→ WHAT NEEDS TO BE DONE
From the line with "Query: leather belt" through the line with "Query: shirt pocket", inclusive, return each line of the data below exactly and leave the rest out.

→ THE INPUT
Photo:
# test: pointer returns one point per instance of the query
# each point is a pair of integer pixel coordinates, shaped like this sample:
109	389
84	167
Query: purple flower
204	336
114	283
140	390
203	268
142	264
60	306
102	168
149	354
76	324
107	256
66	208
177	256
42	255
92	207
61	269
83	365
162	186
==
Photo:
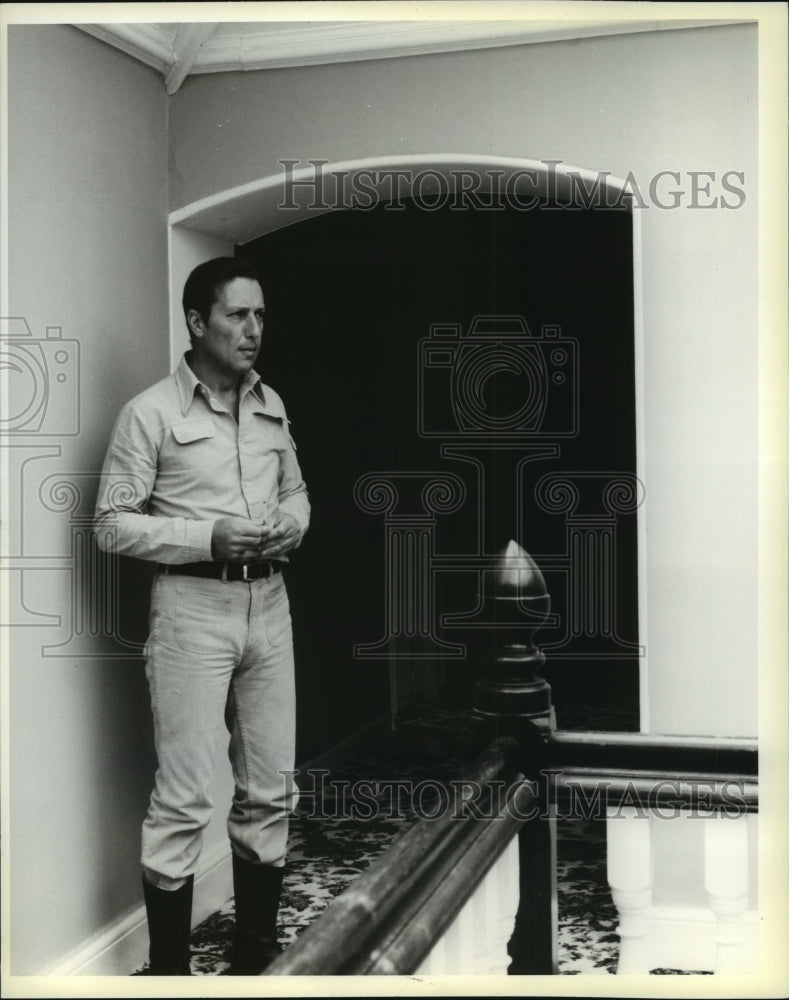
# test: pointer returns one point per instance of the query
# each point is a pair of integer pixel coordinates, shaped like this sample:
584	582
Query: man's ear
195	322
* * *
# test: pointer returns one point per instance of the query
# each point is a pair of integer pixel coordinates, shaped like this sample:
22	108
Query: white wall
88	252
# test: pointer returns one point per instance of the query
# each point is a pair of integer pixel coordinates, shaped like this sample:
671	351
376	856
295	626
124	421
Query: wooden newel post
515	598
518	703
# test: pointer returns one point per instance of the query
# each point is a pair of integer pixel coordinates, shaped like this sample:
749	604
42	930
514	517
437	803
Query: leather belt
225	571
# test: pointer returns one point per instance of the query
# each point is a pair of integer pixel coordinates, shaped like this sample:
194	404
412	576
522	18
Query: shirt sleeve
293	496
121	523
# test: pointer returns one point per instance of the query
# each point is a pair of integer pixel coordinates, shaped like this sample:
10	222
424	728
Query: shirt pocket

→ WRITTEN ANSWER
Query: leather belt
225	571
# test: pointer returns one point per instance of the query
# each point is a pair of integer pixel coordinates, shaped like this sample:
194	404
412	576
522	18
Query: shirt sleeve
293	496
121	523
# test: pointer returns one point per instance of the query
# each point is a pair of integer pixel coordinates, shaped like this sample:
10	222
424	728
Query: shirt pocket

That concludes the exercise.